◆ BRIEF A ◆
Locate every line in the listing that contains the string "positive" and copy each one.

Step 2: Config and Machine YAML files

Understanding the config.yaml:

A PyProcGameHD/SkeletonGame ‘game’ will look for a file called ‘config.yaml’ when it launches to try to load some environment-wide and game speciifc settings. Your ‘config.yaml’ can exist in the same folder as your game code, if it isn’t found there the system will check for it in a folder called ‘.pyprocgame’ in your user folder. Chances are, if you are running your game from a different folder than the one your game is in, it will rely on that fail-safe location.

It defines the paths to the asset files your game will need (images, lampshows, sounds), SkeletonGame specific settings (which modes to enable or disable), DMD specific settings (resolution, fps), window settings (border, scale, dot-effect), whether to connect to the real P-ROC hardware or not (‘FakePinProc’), and finally a mapping of keyboard keys to switch numbers (for testing when the real P-ROC is not connected).

◆ BRIEF B ◆
In the passage on config.yaml, where does the system check for the file if it isn't found in the same folder as the game code?

[Stored data entries]

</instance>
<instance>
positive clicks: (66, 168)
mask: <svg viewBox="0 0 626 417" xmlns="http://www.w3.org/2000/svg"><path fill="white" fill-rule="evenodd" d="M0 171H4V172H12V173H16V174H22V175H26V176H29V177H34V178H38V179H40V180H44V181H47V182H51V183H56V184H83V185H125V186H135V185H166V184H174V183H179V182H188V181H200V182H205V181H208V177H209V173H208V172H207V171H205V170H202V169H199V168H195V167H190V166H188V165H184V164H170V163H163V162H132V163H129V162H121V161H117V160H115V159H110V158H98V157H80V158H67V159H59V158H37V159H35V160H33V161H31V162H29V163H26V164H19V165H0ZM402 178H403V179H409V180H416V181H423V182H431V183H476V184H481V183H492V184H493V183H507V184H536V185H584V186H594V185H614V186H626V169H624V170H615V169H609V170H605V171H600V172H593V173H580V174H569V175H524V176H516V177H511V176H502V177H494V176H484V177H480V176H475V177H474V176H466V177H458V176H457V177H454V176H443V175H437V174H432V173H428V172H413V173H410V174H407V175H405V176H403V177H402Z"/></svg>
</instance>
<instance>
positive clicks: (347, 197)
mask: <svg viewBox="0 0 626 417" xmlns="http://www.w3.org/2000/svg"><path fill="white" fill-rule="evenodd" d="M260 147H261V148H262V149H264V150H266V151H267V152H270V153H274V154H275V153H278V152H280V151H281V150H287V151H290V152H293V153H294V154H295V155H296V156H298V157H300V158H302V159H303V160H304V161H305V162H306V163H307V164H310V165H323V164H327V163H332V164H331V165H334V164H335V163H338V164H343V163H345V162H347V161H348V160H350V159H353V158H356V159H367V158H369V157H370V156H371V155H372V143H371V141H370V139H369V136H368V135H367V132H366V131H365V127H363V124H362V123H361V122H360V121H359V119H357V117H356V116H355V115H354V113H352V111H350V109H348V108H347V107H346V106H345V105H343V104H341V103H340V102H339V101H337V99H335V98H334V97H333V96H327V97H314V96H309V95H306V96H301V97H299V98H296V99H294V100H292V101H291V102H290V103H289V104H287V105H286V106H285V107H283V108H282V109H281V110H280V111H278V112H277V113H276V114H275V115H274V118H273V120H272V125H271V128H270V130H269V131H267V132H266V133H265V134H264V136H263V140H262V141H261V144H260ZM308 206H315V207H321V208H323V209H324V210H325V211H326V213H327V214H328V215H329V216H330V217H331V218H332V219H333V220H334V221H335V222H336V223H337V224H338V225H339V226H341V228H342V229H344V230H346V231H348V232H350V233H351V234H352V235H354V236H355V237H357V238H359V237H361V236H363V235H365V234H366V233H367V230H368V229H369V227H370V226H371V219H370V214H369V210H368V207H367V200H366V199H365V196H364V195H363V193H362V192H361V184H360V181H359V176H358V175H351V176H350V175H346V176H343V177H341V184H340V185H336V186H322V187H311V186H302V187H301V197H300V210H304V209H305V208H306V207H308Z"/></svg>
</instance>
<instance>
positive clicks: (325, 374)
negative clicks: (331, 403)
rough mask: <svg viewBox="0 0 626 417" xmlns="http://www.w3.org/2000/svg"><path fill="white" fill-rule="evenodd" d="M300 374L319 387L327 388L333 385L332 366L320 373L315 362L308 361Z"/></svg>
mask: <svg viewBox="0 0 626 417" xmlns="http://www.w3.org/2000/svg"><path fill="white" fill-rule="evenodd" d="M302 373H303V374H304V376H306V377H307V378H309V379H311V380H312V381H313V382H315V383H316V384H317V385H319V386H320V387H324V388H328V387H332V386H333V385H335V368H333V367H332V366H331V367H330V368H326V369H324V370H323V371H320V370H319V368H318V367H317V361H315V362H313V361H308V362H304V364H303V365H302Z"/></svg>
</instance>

◆ WORKED SOLUTION A ◆
positive clicks: (66, 168)
positive clicks: (347, 197)
positive clicks: (325, 374)

◆ WORKED SOLUTION B ◆
In a folder called '.pyprocgame' in the user folder.